What to produce: Make an exact copy of the entries below with the pictures removed.

Data for review:
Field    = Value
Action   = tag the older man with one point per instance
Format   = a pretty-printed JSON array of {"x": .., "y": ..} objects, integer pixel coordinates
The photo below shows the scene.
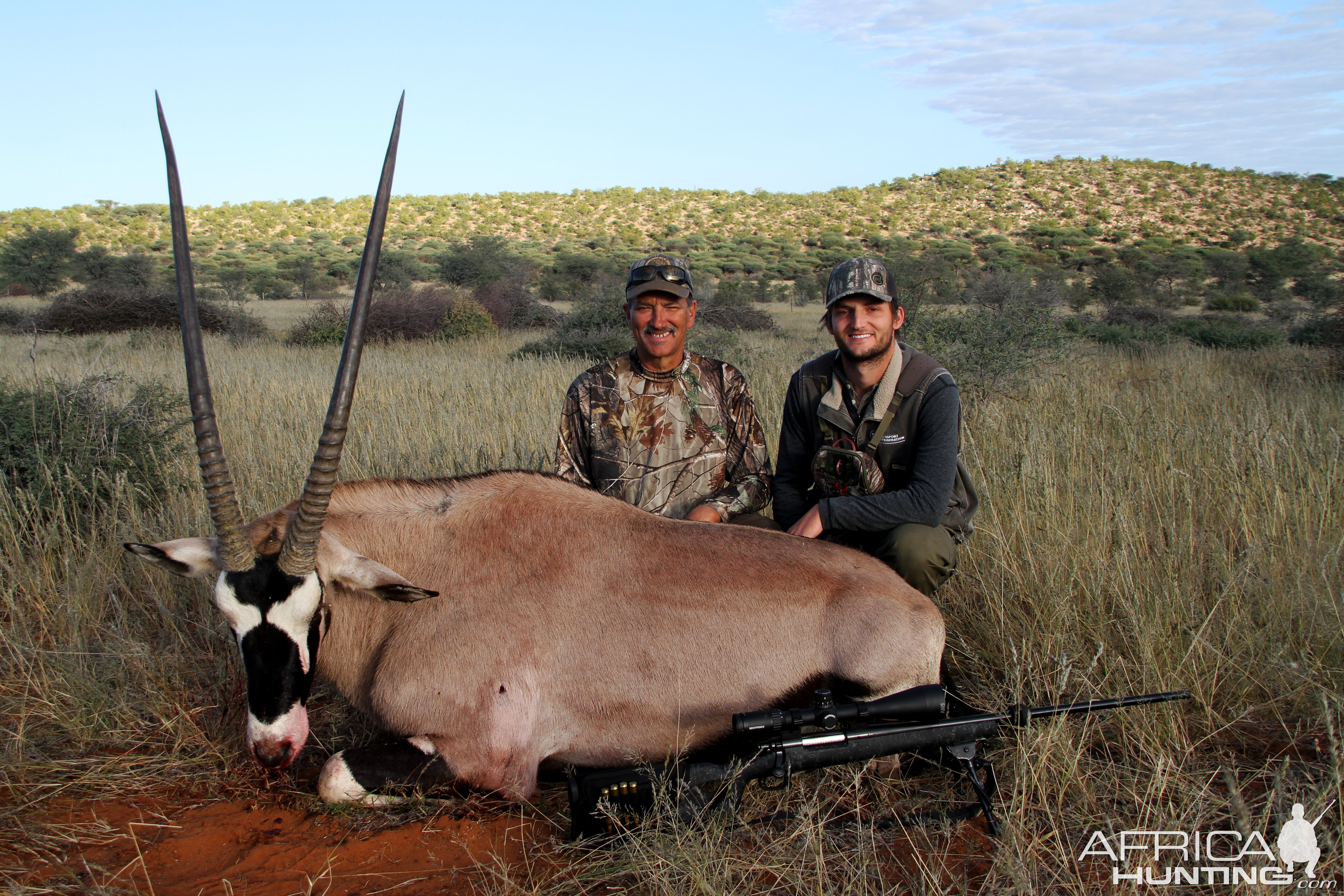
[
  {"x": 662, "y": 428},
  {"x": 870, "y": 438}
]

Response:
Field    = Value
Action   = tag the older man with one point per instance
Format   = a pretty-printed JSON array of {"x": .., "y": ..} objects, integer pixel coordinates
The photo below shows the scene.
[
  {"x": 662, "y": 428},
  {"x": 870, "y": 438}
]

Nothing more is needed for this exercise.